**PROBLEM DETAILS:** Rewrite all the records below as a Markdown table with two columns, "Number" and "Entry". Give each line its own row with its row number, and leave out blank lines.

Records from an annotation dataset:
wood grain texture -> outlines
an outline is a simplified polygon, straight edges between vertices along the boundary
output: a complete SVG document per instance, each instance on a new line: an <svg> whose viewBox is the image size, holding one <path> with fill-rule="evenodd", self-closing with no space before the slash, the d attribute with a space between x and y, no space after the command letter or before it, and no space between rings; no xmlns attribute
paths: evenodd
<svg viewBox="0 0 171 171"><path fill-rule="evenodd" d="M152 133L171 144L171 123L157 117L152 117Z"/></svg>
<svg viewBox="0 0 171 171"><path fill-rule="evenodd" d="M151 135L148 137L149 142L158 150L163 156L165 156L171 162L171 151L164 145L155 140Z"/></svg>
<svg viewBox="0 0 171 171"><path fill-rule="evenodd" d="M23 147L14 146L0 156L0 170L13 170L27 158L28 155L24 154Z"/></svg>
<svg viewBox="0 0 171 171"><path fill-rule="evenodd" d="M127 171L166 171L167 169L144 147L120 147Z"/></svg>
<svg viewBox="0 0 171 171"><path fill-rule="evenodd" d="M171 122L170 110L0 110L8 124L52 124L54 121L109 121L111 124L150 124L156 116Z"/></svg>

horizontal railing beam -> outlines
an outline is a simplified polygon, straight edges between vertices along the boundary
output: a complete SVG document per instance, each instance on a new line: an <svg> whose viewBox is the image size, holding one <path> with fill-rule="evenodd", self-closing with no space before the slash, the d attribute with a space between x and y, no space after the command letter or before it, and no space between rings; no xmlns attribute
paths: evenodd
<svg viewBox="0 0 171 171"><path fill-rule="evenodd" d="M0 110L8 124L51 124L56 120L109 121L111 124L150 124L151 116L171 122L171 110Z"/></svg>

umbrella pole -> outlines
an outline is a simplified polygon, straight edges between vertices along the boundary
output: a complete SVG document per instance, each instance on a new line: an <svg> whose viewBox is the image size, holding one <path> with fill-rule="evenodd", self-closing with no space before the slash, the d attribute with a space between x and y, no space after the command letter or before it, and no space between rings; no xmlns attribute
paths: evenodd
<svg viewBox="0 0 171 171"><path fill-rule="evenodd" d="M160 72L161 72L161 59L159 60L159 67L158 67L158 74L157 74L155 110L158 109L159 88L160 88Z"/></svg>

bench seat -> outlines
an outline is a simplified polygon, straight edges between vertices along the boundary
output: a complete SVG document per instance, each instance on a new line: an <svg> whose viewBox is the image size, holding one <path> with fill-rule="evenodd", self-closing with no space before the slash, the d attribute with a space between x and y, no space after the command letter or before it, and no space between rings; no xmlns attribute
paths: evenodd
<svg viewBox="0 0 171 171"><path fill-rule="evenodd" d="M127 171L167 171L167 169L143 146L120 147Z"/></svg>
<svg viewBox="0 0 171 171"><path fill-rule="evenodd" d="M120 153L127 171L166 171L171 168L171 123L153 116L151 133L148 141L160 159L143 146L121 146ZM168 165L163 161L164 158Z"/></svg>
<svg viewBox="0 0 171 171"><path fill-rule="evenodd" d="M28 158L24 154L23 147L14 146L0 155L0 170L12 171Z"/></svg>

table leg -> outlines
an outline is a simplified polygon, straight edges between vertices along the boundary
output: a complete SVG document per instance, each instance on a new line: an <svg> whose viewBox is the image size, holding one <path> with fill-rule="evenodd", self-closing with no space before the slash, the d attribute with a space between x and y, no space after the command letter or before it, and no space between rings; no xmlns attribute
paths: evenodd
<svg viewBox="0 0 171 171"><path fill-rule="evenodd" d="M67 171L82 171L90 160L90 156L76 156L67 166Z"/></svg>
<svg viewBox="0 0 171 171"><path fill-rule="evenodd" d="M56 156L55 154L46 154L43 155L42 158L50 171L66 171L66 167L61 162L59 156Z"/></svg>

**WRITTEN SOLUTION:**
| Number | Entry |
|---|---|
| 1 | wood grain texture -> outlines |
| 2 | an outline is a simplified polygon, straight edges between vertices along the boundary |
| 3 | output: a complete SVG document per instance, each instance on a new line: an <svg> whose viewBox is the image size, holding one <path> with fill-rule="evenodd", self-closing with no space before the slash, the d attribute with a space between x and y, no space after the command letter or before it, and no space between rings; no xmlns attribute |
| 4 | paths: evenodd |
| 5 | <svg viewBox="0 0 171 171"><path fill-rule="evenodd" d="M152 133L171 144L171 123L157 117L152 117Z"/></svg> |
| 6 | <svg viewBox="0 0 171 171"><path fill-rule="evenodd" d="M151 135L148 137L149 142L158 150L163 156L165 156L171 162L171 151L164 145L155 140Z"/></svg> |
| 7 | <svg viewBox="0 0 171 171"><path fill-rule="evenodd" d="M23 147L14 146L0 156L0 170L13 170L27 158L28 155L24 154Z"/></svg> |
| 8 | <svg viewBox="0 0 171 171"><path fill-rule="evenodd" d="M127 171L166 171L167 169L144 147L120 147Z"/></svg> |
| 9 | <svg viewBox="0 0 171 171"><path fill-rule="evenodd" d="M171 122L170 110L0 110L8 124L52 124L54 121L109 121L111 124L150 124L156 116Z"/></svg> |
| 10 | horizontal railing beam -> outlines |
| 11 | an outline is a simplified polygon, straight edges between vertices along the boundary |
| 12 | output: a complete SVG document per instance, each instance on a new line: an <svg> whose viewBox is the image size, holding one <path> with fill-rule="evenodd", self-closing with no space before the slash, the d attribute with a space between x and y, no space after the command letter or before it, and no space between rings; no xmlns attribute |
| 13 | paths: evenodd |
| 14 | <svg viewBox="0 0 171 171"><path fill-rule="evenodd" d="M0 110L8 124L51 124L56 120L109 121L111 124L150 124L151 116L171 122L171 110Z"/></svg> |
| 15 | umbrella pole -> outlines |
| 16 | an outline is a simplified polygon, straight edges between vertices along the boundary |
| 17 | output: a complete SVG document per instance, each instance on a new line: an <svg> whose viewBox is the image size, holding one <path> with fill-rule="evenodd", self-closing with no space before the slash, the d attribute with a space between x and y, no space after the command letter or before it, and no space between rings; no xmlns attribute |
| 18 | paths: evenodd |
| 19 | <svg viewBox="0 0 171 171"><path fill-rule="evenodd" d="M160 72L161 72L161 59L159 60L159 67L158 67L158 74L157 74L155 110L158 109L159 88L160 88Z"/></svg> |
| 20 | bench seat -> outlines |
| 21 | an outline is a simplified polygon, straight edges between vertices along the boundary |
| 22 | output: a complete SVG document per instance, each instance on a new line: an <svg> whose viewBox is the image size, holding one <path> with fill-rule="evenodd", self-closing with no space before the slash, the d attribute with a space between x and y, no space after the command letter or before it, and no space between rings; no xmlns attribute |
| 23 | paths: evenodd |
| 24 | <svg viewBox="0 0 171 171"><path fill-rule="evenodd" d="M127 171L167 171L167 169L143 146L120 147Z"/></svg> |
| 25 | <svg viewBox="0 0 171 171"><path fill-rule="evenodd" d="M120 153L127 171L166 171L171 168L171 123L153 116L151 133L148 141L160 159L143 146L121 146ZM168 165L163 161L164 158Z"/></svg> |
| 26 | <svg viewBox="0 0 171 171"><path fill-rule="evenodd" d="M28 158L24 154L23 147L14 146L0 155L0 170L12 171Z"/></svg> |
| 27 | table leg -> outlines |
| 28 | an outline is a simplified polygon, straight edges between vertices along the boundary |
| 29 | output: a complete SVG document per instance, each instance on a new line: an <svg> whose viewBox is the image size, holding one <path> with fill-rule="evenodd", self-closing with no space before the slash, the d attribute with a space between x and y, no space after the command letter or before it, and no space between rings; no xmlns attribute |
| 30 | paths: evenodd |
| 31 | <svg viewBox="0 0 171 171"><path fill-rule="evenodd" d="M67 171L82 171L90 160L90 156L76 156L67 166Z"/></svg> |
| 32 | <svg viewBox="0 0 171 171"><path fill-rule="evenodd" d="M56 156L55 154L46 154L43 155L42 158L50 171L66 171L66 167L61 162L59 156Z"/></svg> |